Text shown>
========

History of the Methodist Church
The famous picture of the ordination of Francis Asbury as the first bishop of the Methodist Episcopal Church. An original copy of this engraving by A. Gilchrist Campbell after painting by Thomas Coke Ruckle and published by T. C. Ruckle in New York, 1882, stands in the narthex of St. Mark Church.
Link to http://www.gcah.org/ General Commission on Archives and History for The United Methodist Church
Who Was Wesley, John?

John Wesley was a British Anglican priest and the founder of Methodism. He was born on June 17, 1703, in the rectory at Epworth, England, the 15th of 19 children born to Samuel and Susannah Wesley. His father was an Anglican priest. His mother was a Puritan, notable for her learning and dedication to the education of her children. Both John and his brother Charles, with whom much of his life would be intertwined, attended Oxford University.
While at Oxford, Wesley took over the leadership of an informal student organization originally called together by his brother and dubbed the "Holy Club" by fellow students. After graduation, both he and Charles went to colonial Georgia as their first assignment in the ministry. On the voyage to America, Wesley had his first encounter with members of the Moravian Church, who pressed him on his personal religious life. That encounter bore fruit upon Wesley's return to England where he encountered other Moravians and attended informal services at several lay-led religious societies in London. At one such society meeting on Aldersgate Street on May 24, 1738, he had what he termed a "heart-warming experience" that is generally seen as the founding event of the Methodist movement. The movement took shape after the break with the Moravians the following year, and the first "Methodist" religious societies began to form. Within each society, members were invited into smaller intimate groups called classes.
Another Oxford classmate, George Whitefield, has had a similar pilgrimage as Wesley and had begun preaching in Bristol. Before leaving for a tour of America, he turned his work over to Wesley. It became the first major expansion of the movement outside of London. Over the next decades as the movement expanded, Wesley traveled around England periodically visiting the many Wesleyan societies. He regularly preached two or three times a day, and kept a daily journal of his activity. He wrote numerous books and edited hundreds of others to educate the lay preachers that had emerged to serve the movement. Most prominent among his writings were a set of sermons that covered the basic teachings of Methodism that became an essential statement of its doctrinal position. In 1744, he began to hold conferences of the preachers at which he would answer their questions, the published minutes of their conferences becoming the major guide for the developing movement. Among the unique themes that Wesley developed was the need for Christians to lead a life of growing in grace and aiming at a separation from sin and toward becoming perfected in love.

========

Data block>
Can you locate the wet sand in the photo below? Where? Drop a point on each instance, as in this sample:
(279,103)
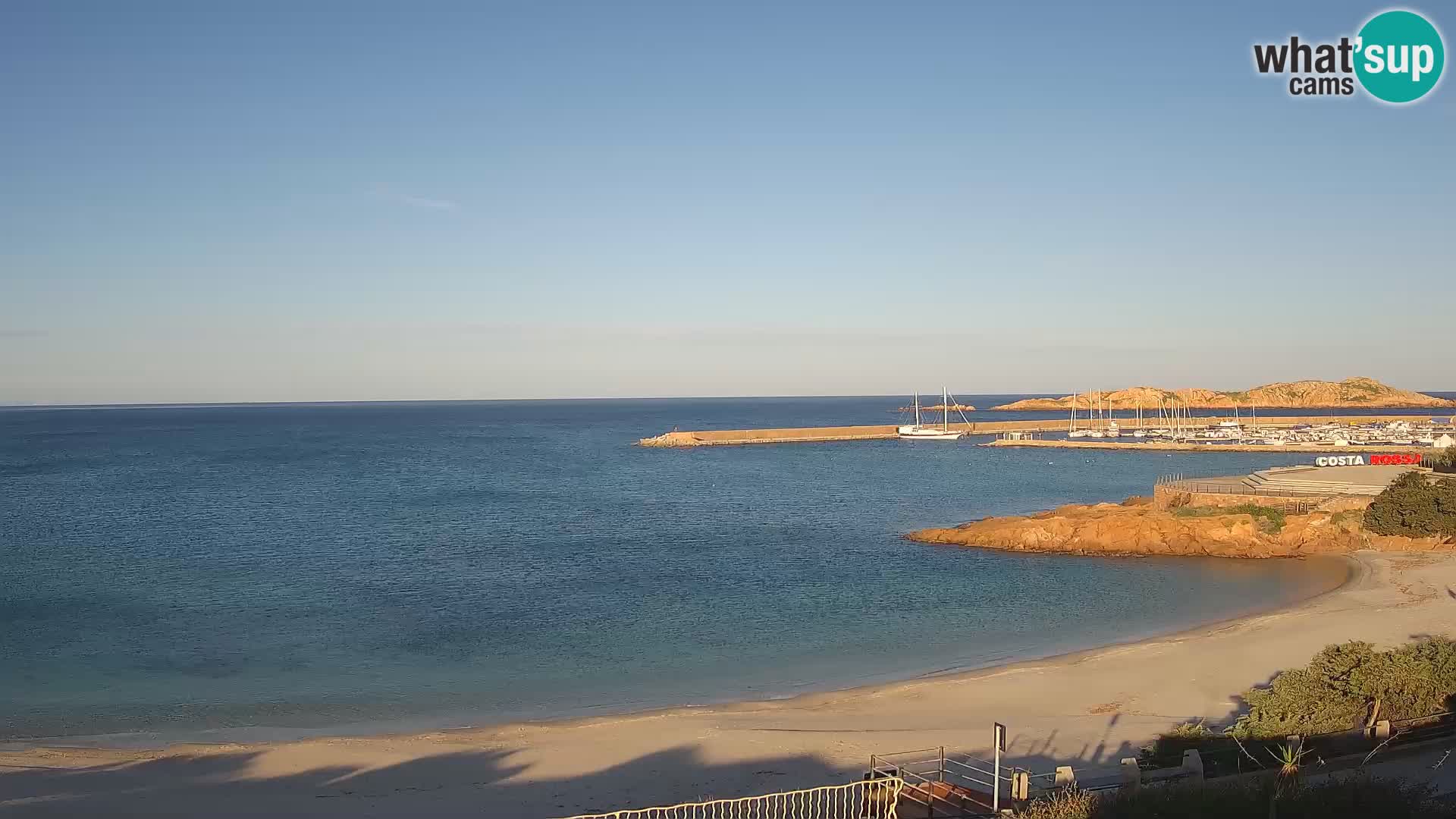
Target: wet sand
(1087,710)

========

Stated exercise A>
List every year written in numerals in the Methodist history text, in the order they appear.
Stated exercise B>
Resume the Methodist history text at the point where it ends.

Task output A>
1882, 1703, 1738, 1744

Task output B>
Methodism spread throughout the British Isles as a movement within the Church of England, and in the 1760s the first classes and societies were organized in the American colonies. The American Revolution and the subsequent return to England of all but one of the Methodist preachers he had sent to tend the work there, presented Wesley with a decision. Unable to get the cooperation of Anglican authorities, he assumed the office of a bishop and "set aside" two men, Thomas Coke (1747-1814) and Richard Whatcoat as Methodist superintendents, and commissioned them to set up American Methodism as an independent movement. At a conference held at Barrett's chapel in Delaware, they oversaw the consecration of Francis Asbury (1745-1816) as the first American Methodist bishop and the organization of the independent Methodist Episcopal Church (now the United Methodist Church).
In England, Wesley's movement had developed a unique place. Following both his Anglican and Puritan roots, Wesley kept the movement within the established church, emphasized a personal religious faith, and followed the Calvinist theology of Jacob Arminius (1560-1609), which had rejected the predestination so emphasized by John Calvin. Wesley preached a doctrine of the free grace of God immediately available to any who would turn and accept it. Only after his death would the movement organize as a separate church in England. Meanwhile, he and George Whitefield had parted company over the issue of Calvinism, and Whitefield went on to developed a form of Methodism that that would later merge into the Presbyterian Church.
For over forty years he traveled throughout the British Isles, and in the process delivered over 40,000 sermons. He remained active until close to the end of his life on March 2, 1791. Among his last actions was the penning of a letter to William Wilberforce (1759-1833) supportive of his work to end slavery.
Since his death, there have been several attempts to collect and issue Wesley's writings as a set. The most recent began in 1988 by Abingdon Press. To date some 20 volumes have been issued.
For Additional Reading:
Baker, Frank. John Wesley and the Church of England. Nashville: Abingdon Press, 1970).
Green, V. H. H. John Wesley (London and New York: University Press of America, 1987).
Heitzenrater, Richard P. Wesley and the People Called Methodists (Nashville: Abingdon Press, 1995).
Wesley, John. John Wesley's Sermons: An Anthology. Ed by Albert C. Outler
et al. (Nashville: Abingdon Press, 1991).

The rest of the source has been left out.